### WHAT THIS TASK INVOLVES
In every row below, change "apartment building" to "residential block" and write the rows out again with nothing else altered. Omit the pictures from your answer.

_ _ _ _

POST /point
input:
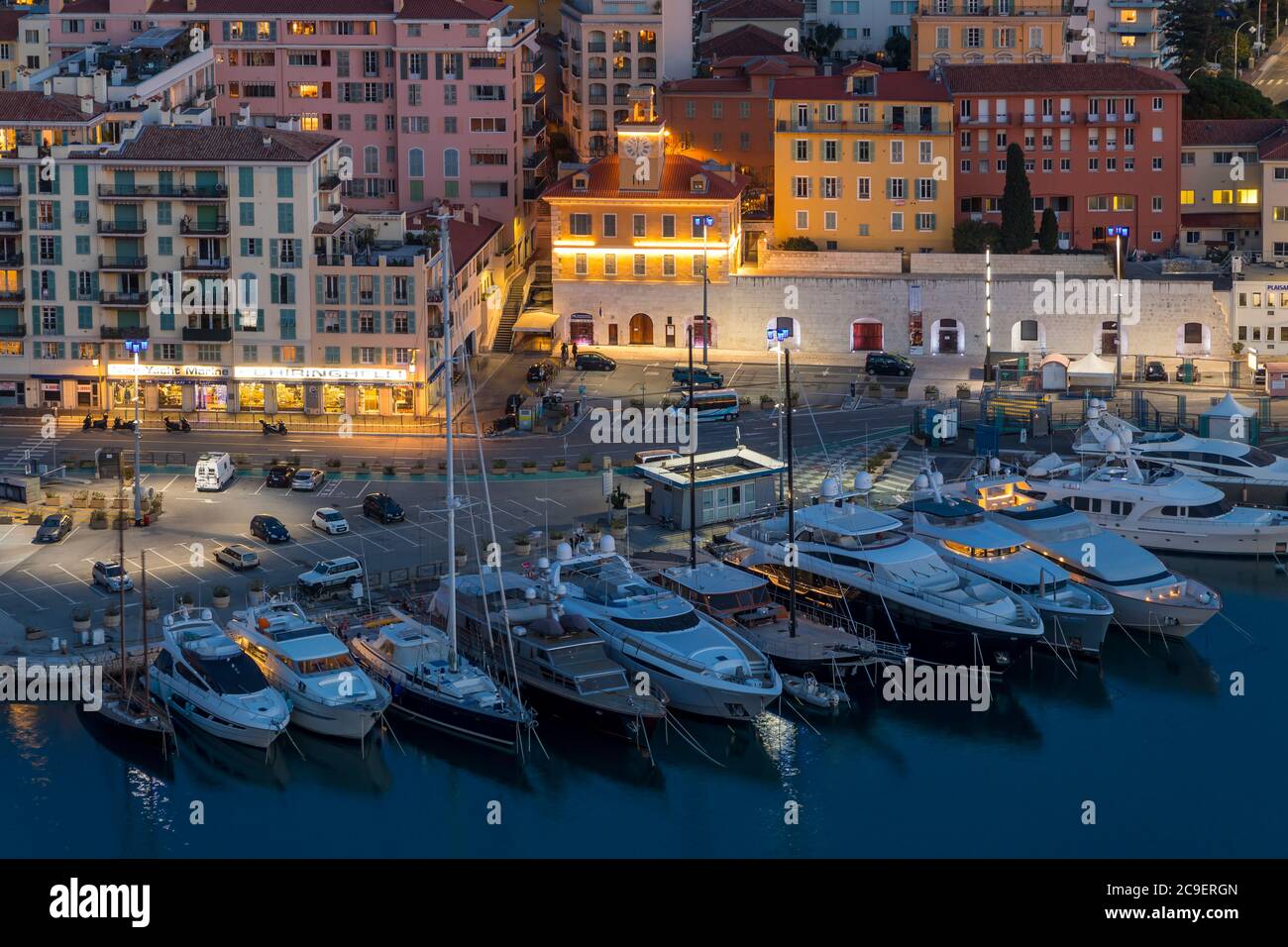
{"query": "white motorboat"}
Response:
(210, 682)
(300, 657)
(1145, 594)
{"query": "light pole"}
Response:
(137, 347)
(704, 222)
(1235, 42)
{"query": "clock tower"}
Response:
(640, 145)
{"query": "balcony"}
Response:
(123, 264)
(205, 264)
(184, 192)
(204, 228)
(124, 300)
(120, 333)
(123, 228)
(207, 333)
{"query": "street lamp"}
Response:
(1234, 43)
(704, 222)
(137, 347)
(1119, 234)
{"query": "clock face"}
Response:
(638, 147)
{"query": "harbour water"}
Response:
(1175, 764)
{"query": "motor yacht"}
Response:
(1145, 594)
(207, 680)
(699, 665)
(300, 657)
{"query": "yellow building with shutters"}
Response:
(863, 161)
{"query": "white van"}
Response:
(214, 471)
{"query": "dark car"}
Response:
(269, 528)
(889, 365)
(382, 506)
(279, 475)
(541, 371)
(592, 361)
(55, 526)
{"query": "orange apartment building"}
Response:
(729, 116)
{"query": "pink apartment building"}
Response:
(433, 98)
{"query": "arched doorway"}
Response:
(945, 338)
(642, 329)
(867, 335)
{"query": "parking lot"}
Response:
(40, 582)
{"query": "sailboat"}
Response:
(429, 680)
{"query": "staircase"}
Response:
(509, 316)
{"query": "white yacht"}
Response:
(206, 680)
(1144, 592)
(863, 566)
(1241, 471)
(1160, 508)
(1074, 617)
(698, 665)
(433, 685)
(329, 692)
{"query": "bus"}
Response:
(720, 405)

_ _ _ _

### SOLUTION
POST /point
input:
{"query": "white motorboat"}
Response:
(210, 682)
(300, 657)
(1145, 594)
{"query": "light pole"}
Response:
(137, 347)
(704, 222)
(1235, 42)
{"query": "clock tower"}
Response:
(640, 145)
{"query": "balcony"}
Response:
(123, 264)
(205, 264)
(184, 192)
(204, 228)
(124, 300)
(120, 333)
(123, 228)
(207, 333)
{"query": "street lamp"}
Response:
(1234, 43)
(704, 222)
(137, 347)
(1119, 234)
{"query": "clock face"}
Response:
(638, 147)
{"query": "harbour water"}
Response:
(1175, 764)
{"query": "motor yacht"}
Response:
(1145, 594)
(207, 680)
(699, 665)
(300, 657)
{"query": "yellow building with shutters"}
Response:
(863, 161)
{"query": "white van"}
Response:
(214, 471)
{"query": "dark car"}
Response:
(269, 528)
(889, 365)
(382, 506)
(279, 475)
(541, 371)
(592, 361)
(55, 526)
{"query": "orange residential block"}
Response:
(729, 116)
{"query": "pink residential block"}
Response:
(433, 98)
{"query": "arched doorway"}
Response:
(945, 338)
(642, 329)
(867, 335)
{"query": "parking lot"}
Response:
(40, 582)
{"query": "sailboat"}
Response:
(429, 680)
{"query": "staircase"}
Response:
(509, 316)
{"query": "white yacht"}
Response:
(206, 680)
(1144, 592)
(863, 566)
(1241, 471)
(1160, 508)
(1074, 617)
(698, 665)
(433, 685)
(329, 692)
{"query": "bus"}
Response:
(720, 405)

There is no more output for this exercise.